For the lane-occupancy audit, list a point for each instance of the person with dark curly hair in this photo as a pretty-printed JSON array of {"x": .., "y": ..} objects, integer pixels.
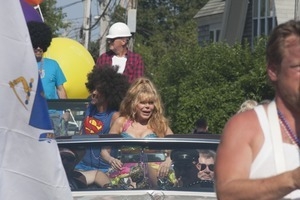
[
  {"x": 51, "y": 75},
  {"x": 107, "y": 88}
]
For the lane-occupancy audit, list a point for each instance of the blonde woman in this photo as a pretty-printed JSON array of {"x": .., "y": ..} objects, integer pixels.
[{"x": 141, "y": 116}]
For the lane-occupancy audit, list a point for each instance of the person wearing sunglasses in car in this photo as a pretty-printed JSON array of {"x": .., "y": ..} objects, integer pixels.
[
  {"x": 206, "y": 163},
  {"x": 185, "y": 167}
]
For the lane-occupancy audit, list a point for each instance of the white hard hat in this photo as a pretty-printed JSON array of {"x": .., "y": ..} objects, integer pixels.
[{"x": 118, "y": 29}]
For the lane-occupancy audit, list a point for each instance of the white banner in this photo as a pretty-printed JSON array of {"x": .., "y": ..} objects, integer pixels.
[{"x": 30, "y": 165}]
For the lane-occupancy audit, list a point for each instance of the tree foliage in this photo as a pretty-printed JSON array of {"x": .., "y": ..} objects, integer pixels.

++++

Work required:
The answer should be nothing more than the lines from the one with "of the blonde" through the end of the entries, restated word for word.

Task response:
For the lane-occupancy audit, list a point for each instance of the blonde woman in this photo as a pretty-printed JSON array of {"x": .., "y": ..} objects, integer pixels.
[{"x": 141, "y": 116}]
For the lane-occupancy audit, list a point for each instance of the person wearing sunglasses in car in this photo as a pretty-printed JSON array of {"x": .., "y": ..} objects, integer pixels.
[
  {"x": 206, "y": 163},
  {"x": 185, "y": 167}
]
For the lane-occupancy audit, list a point for each instance of the white hard hat in this photo as a pretty-printed JSON array of {"x": .., "y": ..} objects, integer pixels.
[{"x": 118, "y": 29}]
For the lane-occupancy audit, list a point for each instance of the white banner in this photo as a pretty-printed JSON array of {"x": .., "y": ..} objects, integer pixels.
[{"x": 30, "y": 165}]
For the lane-occupancy audit, list a point for each instance of the tree foliage in this photo as a pretty-printed JSON array of {"x": .., "y": ..} objects, integer pixels.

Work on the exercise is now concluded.